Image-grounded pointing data
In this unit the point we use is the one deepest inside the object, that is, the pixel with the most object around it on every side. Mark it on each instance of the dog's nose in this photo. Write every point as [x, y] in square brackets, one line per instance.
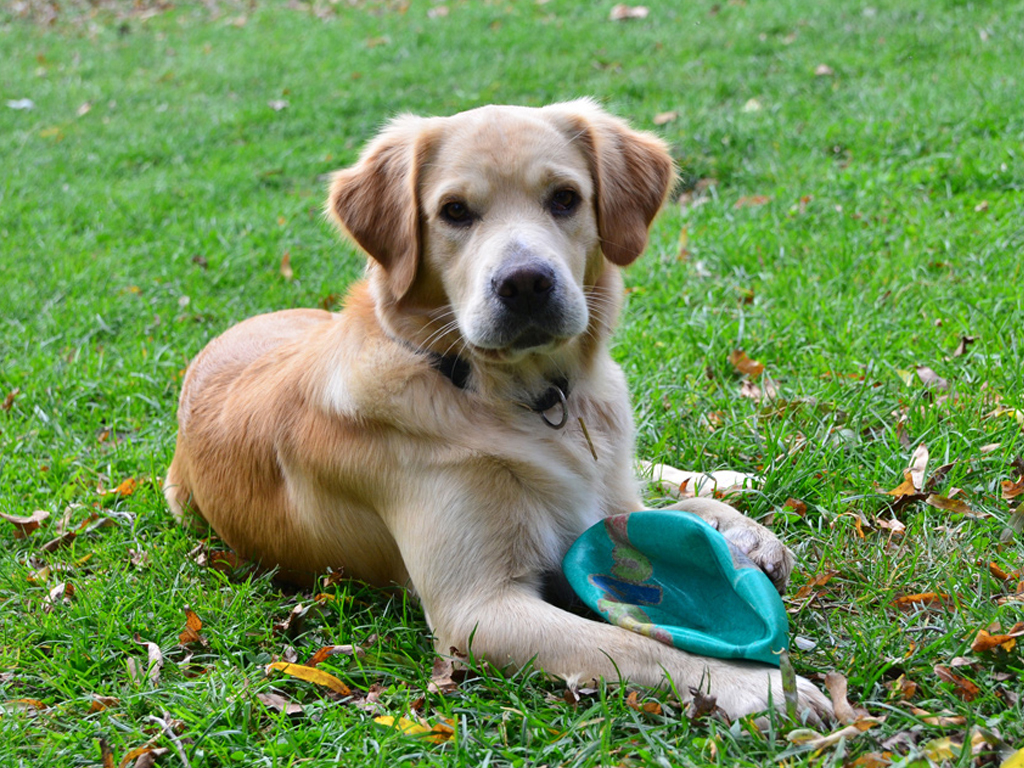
[524, 288]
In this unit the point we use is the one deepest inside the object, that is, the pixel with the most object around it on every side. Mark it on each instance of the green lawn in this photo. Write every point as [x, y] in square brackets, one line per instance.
[850, 209]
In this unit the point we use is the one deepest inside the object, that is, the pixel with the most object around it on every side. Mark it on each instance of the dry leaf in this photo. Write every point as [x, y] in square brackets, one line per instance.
[963, 687]
[8, 400]
[650, 708]
[330, 650]
[155, 663]
[278, 702]
[311, 675]
[921, 598]
[190, 633]
[751, 201]
[957, 506]
[744, 366]
[985, 641]
[25, 525]
[623, 12]
[102, 702]
[919, 466]
[1011, 488]
[931, 379]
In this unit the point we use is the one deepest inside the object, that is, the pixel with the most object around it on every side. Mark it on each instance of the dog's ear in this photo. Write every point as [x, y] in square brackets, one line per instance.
[376, 201]
[632, 172]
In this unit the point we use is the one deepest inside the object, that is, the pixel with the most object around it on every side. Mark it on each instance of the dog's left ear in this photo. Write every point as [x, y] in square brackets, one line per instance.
[375, 201]
[632, 172]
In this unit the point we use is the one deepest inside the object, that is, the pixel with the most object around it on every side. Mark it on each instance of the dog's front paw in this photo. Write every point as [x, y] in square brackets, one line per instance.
[749, 689]
[763, 548]
[752, 539]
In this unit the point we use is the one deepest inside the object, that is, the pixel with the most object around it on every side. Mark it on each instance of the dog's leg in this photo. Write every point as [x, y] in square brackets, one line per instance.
[762, 546]
[516, 627]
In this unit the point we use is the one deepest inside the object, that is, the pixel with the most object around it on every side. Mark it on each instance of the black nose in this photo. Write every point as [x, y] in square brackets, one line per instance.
[524, 288]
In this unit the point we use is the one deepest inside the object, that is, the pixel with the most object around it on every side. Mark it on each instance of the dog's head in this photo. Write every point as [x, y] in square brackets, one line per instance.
[491, 230]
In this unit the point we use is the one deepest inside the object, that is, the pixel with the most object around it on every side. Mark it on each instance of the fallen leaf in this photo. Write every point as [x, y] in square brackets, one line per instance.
[278, 702]
[329, 650]
[622, 12]
[921, 598]
[650, 708]
[743, 365]
[1013, 488]
[957, 506]
[964, 688]
[311, 675]
[25, 525]
[919, 466]
[931, 379]
[8, 400]
[190, 633]
[984, 641]
[155, 663]
[965, 342]
[750, 201]
[102, 702]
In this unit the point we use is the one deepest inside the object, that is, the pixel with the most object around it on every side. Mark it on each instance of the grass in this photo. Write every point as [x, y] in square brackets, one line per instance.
[849, 227]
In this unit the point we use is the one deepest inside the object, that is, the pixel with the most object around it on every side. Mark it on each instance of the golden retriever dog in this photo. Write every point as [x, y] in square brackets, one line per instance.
[460, 423]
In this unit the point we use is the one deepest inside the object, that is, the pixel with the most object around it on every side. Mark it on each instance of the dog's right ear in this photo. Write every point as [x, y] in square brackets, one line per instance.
[376, 201]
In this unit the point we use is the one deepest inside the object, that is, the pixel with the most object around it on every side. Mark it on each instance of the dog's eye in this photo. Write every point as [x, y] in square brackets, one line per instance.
[457, 213]
[564, 202]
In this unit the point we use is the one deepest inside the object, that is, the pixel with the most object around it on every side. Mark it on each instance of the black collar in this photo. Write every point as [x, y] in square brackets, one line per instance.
[457, 370]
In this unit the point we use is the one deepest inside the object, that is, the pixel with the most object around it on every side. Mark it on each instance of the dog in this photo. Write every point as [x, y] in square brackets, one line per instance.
[460, 422]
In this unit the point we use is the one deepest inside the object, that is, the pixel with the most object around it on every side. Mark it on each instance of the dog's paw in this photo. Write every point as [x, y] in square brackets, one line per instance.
[763, 548]
[752, 539]
[749, 690]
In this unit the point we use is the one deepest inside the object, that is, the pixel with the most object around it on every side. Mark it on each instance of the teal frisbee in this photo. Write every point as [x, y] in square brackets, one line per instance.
[670, 576]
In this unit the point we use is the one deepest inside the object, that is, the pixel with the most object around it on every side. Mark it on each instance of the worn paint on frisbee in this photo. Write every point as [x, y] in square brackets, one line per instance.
[670, 576]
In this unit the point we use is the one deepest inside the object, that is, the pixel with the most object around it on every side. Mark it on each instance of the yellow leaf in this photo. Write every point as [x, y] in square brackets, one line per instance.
[312, 675]
[1014, 761]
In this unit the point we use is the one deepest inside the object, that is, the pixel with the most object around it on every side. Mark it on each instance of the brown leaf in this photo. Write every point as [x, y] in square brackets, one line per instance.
[984, 641]
[623, 12]
[751, 201]
[25, 525]
[311, 675]
[797, 506]
[744, 366]
[190, 633]
[921, 598]
[1013, 488]
[102, 702]
[906, 489]
[919, 466]
[62, 592]
[155, 663]
[278, 702]
[931, 379]
[650, 708]
[8, 400]
[330, 650]
[964, 688]
[966, 341]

# Work order
All of the entries above must be reproduced exactly, and no image may be included.

# Exercise result
In this unit the point we use is the one deepest inside the object, that is, the pixel with the most object around it on every side. Mark it on each instance of the dog's nose in this photo. Write every point as [x, y] in square brackets, one line per instance.
[524, 288]
In this unit the point we use is the one deepest inside the object, that is, the pixel with the most object around it on every side. Mark it on each instance of the green lawn in this photo. Write every point as [x, y] in square brackets, one line per instance.
[850, 209]
In this unit the point we use is the one deepest inside the object, that is, the pixel with the most object around it on every side. Mark it on each instance of the dry leaf in this photo. Write every point as [x, y] in square brackets, one line per instance.
[963, 687]
[8, 400]
[650, 708]
[330, 650]
[155, 663]
[278, 702]
[311, 675]
[921, 598]
[190, 633]
[751, 201]
[957, 506]
[744, 366]
[985, 641]
[25, 525]
[623, 12]
[102, 702]
[919, 466]
[1011, 488]
[931, 379]
In this unit the point we use is the one deepest inside the object, that is, the pixel with the most object around it on every side. Mark it on each instance of the dog's ear in this photo. Write every point as [x, y] in square brackets, one line per instance.
[376, 201]
[632, 172]
In this unit the point we use is the one deepest inside the object, that is, the pixel with the most object around it on every side. Mark it on each instance of the dog's left ear in this photo. Write every point as [x, y] in square brackets, one line per instance.
[375, 201]
[632, 172]
In this unit the point we use is the one deepest inside the object, that is, the pixel with the most object around it on every side. Mark it on each instance of the dog's front paw in this photo. Write every point as [x, y] in square brackets, one line per instance.
[749, 689]
[763, 548]
[752, 539]
In this unit the point we use is the one deepest inside the object, that is, the pixel with the most object around it on every side. Mark it on each instance of the dog's leg in this photo. Write every point as [x, y] in square brackets, one line per instance.
[762, 546]
[516, 627]
In this unit the point we use is the one deepest inside the object, that is, the pixel with the most object around it on every side. Mark it on each instance of the black nose in this photo. Write every point as [x, y] in square brackets, one line per instance.
[524, 288]
In this unit the point we use is the one deepest inside the object, that is, the pixel with the most object around it on every side. Mark it on each instance of the dog's head in this photo. Write every point as [x, y] in square brackets, one line per instance.
[491, 230]
In this unit the point we use is the one deepest inside the object, that is, the pixel with the most object around it on every side. Mark it on each instance of the fallen leaf in this photo. Write every point as [x, y] in square brackets, one line per instance.
[278, 702]
[329, 650]
[622, 12]
[921, 598]
[650, 708]
[743, 365]
[1013, 488]
[957, 506]
[964, 688]
[311, 675]
[25, 525]
[919, 466]
[931, 379]
[8, 400]
[190, 633]
[984, 641]
[155, 663]
[965, 342]
[750, 201]
[102, 702]
In this unit the point we use is the one deepest inside the object, that is, the pixel with the most object around it on every side. Mark it on each instance of the grass in this photo. Write every point as [x, y] in square brackets, one line per instance.
[849, 227]
In this unit the point we use is the one deepest inside the object, that is, the pixel with the most object around it on every side. Mark it on each instance of the golden retriever dog in this photo. Write every point as [x, y] in square brackets, one line per instance.
[460, 423]
In this unit the point we use is the one deepest inside the object, that is, the pixel with the most object around it on every side. Mark it on each instance of the dog's right ear in this photo. Write every point as [x, y] in square brackets, one line per instance.
[376, 201]
In this unit the point we use is the one deepest inside the object, that is, the pixel with the most object around it on every side. Mark it on each instance of the dog's eye in this photo. Write every point as [x, y] in square brackets, one line per instance.
[457, 213]
[564, 202]
In this unit the point we use is the one deepest inside the object, that is, the pixel with the most object around it on every side. Mark it on each instance of the black collar in this photo. Write every point as [x, y] in square brackets, one line per instance.
[457, 370]
In this unit the point we use is the one deepest inside the object, that is, the pixel with the most object around it on every side. Mark it on each instance of the dog in this photo. Write every point as [x, y] in square brackets, one line per instance.
[460, 422]
In this unit the point we use is the one deepest inside the object, that is, the pixel with the most object around it on every side. Mark it on each instance of the dog's paw in this photo. Write every point as [x, y] in square brackets, one line per instance.
[763, 548]
[752, 539]
[749, 690]
In this unit the point we use is the one deepest inside the object, that is, the pixel with the most object around it on every side. Mark it on each instance of the teal frisbee in this photo. Write every point as [x, y] in square brackets, one line per instance.
[670, 576]
In this unit the point we use is the one deepest inside the object, that is, the pixel with the most object around it on every side. Mark it on each instance of the worn paint on frisbee in this photo. Write every point as [x, y] in square brackets, one line per instance.
[670, 576]
In this unit the point we use is the one deepest inside the object, that is, the pixel with the most object around it on every side. Mark it on each instance of the yellow leaf in this photo. Write every point as [x, y] in square brackets, one line per instance.
[312, 675]
[1014, 761]
In this unit the point we use is the one deepest inside the object, that is, the pixel with the most object around it on every side. Mark it on each instance of the brown leaf in this photo. Write every point as [x, y] in square brackets, one line per instance.
[984, 641]
[623, 12]
[751, 201]
[25, 525]
[311, 675]
[797, 506]
[744, 366]
[190, 633]
[921, 598]
[1013, 488]
[102, 702]
[906, 489]
[919, 466]
[62, 592]
[155, 663]
[278, 702]
[931, 379]
[650, 708]
[8, 400]
[330, 650]
[964, 688]
[966, 341]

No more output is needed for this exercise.